== Records shown
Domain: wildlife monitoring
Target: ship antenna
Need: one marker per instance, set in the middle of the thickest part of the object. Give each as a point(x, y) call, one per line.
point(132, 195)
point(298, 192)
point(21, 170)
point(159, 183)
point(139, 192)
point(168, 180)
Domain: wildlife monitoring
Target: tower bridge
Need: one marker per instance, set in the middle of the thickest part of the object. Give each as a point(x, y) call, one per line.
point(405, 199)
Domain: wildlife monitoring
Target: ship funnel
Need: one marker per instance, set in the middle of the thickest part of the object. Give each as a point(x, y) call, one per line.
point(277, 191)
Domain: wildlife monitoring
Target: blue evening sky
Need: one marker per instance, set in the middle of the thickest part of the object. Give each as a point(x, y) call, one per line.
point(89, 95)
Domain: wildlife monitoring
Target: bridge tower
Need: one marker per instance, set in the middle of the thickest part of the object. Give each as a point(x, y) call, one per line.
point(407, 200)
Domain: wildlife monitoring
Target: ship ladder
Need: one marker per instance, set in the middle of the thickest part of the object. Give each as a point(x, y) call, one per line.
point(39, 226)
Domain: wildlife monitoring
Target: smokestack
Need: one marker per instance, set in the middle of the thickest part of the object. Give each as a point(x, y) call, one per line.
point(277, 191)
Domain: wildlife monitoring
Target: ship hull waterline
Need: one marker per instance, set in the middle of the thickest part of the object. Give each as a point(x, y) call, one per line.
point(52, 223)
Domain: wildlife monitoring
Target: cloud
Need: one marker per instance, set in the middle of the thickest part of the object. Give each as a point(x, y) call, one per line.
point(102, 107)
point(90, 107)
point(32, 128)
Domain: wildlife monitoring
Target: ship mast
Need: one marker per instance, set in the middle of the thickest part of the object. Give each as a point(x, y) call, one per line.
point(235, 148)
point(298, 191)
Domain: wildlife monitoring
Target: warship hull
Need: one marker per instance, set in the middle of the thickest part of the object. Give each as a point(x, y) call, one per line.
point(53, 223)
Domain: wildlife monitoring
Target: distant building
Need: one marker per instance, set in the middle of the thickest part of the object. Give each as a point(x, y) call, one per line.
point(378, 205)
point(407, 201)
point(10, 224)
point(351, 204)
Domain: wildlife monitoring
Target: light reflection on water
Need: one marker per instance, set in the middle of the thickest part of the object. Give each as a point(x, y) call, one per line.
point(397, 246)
====
> Written task: Rewrite all the items above, swapping "marker" for "pin" wherever it appears and keeping everything else the same.

> Response to this exercise:
Domain: wildlife monitoring
Target: ship antenna
Need: one pin per instance, set in the middle of the thickest part of the object. Give each as a point(x, y) call, one per line.
point(132, 195)
point(298, 192)
point(21, 170)
point(159, 183)
point(139, 192)
point(168, 180)
Domain: wildlife monitoring
Target: tower bridge
Need: one pin per instance, set in the middle of the thickest part of the object. Give each as a point(x, y) call, one per line.
point(405, 199)
Domain: wildlife monitoring
Target: ship funnel
Need: one pin per instance, set in the middle of the thickest part of the object. Give each as a point(x, y) call, one per line.
point(277, 191)
Domain: wildlife monitoring
Target: blue evening sky
Need: one pin per instance, set in the middle of the thickest part of the object. Give each as a point(x, y) call, one per line.
point(89, 95)
Domain: wildlife monitoring
Target: bridge tower
Need: one pin per instance, set in the middle of the thickest part of the object. Give each as a point(x, y) call, one per line.
point(407, 200)
Domain: wildlife monitoring
Target: ship ladder
Need: one pin per instance, set in the middle of the thickest part of the object. Give each as a point(x, y) call, one per line.
point(39, 226)
Domain: wildlife monitoring
Target: smokestack
Need: one pin per instance, set in the middle of the thickest part of the object. Give each as a point(x, y) call, one per line.
point(277, 191)
Domain: wildlife monitoring
Target: ship hull waterline
Need: one pin per instance, set in the middle of the thickest part of the object. Give each as a point(x, y) call, one per line.
point(52, 223)
Domain: wildlife monitoring
Target: cloud
Need: one pin per instance, set in the middle of the thickest part of the object. Give each as a point(x, y) call, one per line.
point(102, 107)
point(90, 107)
point(32, 128)
Domain: wildlife monitoring
Target: ship mast
Need: one pin per instance, set in the middle of the thickest part of the object. Give each as a point(x, y) call, one per line.
point(235, 148)
point(298, 191)
Domain: wildlife monitoring
Target: warship hull
Need: one pin per instance, set in the middle of the thickest part of the object. Give each as a point(x, y) call, one per line.
point(53, 223)
Domain: wildlife monitoring
Target: distant building
Need: one pin per instance, set in the middle of the thickest part of the object. Give each as a point(x, y) call, one per line.
point(378, 205)
point(407, 201)
point(10, 224)
point(351, 204)
Domain: wildlife monitoring
Target: light reflection on water
Need: one pin per instance, set in the middle of the thickest part of the object. Give each as a point(x, y) call, one per line.
point(397, 246)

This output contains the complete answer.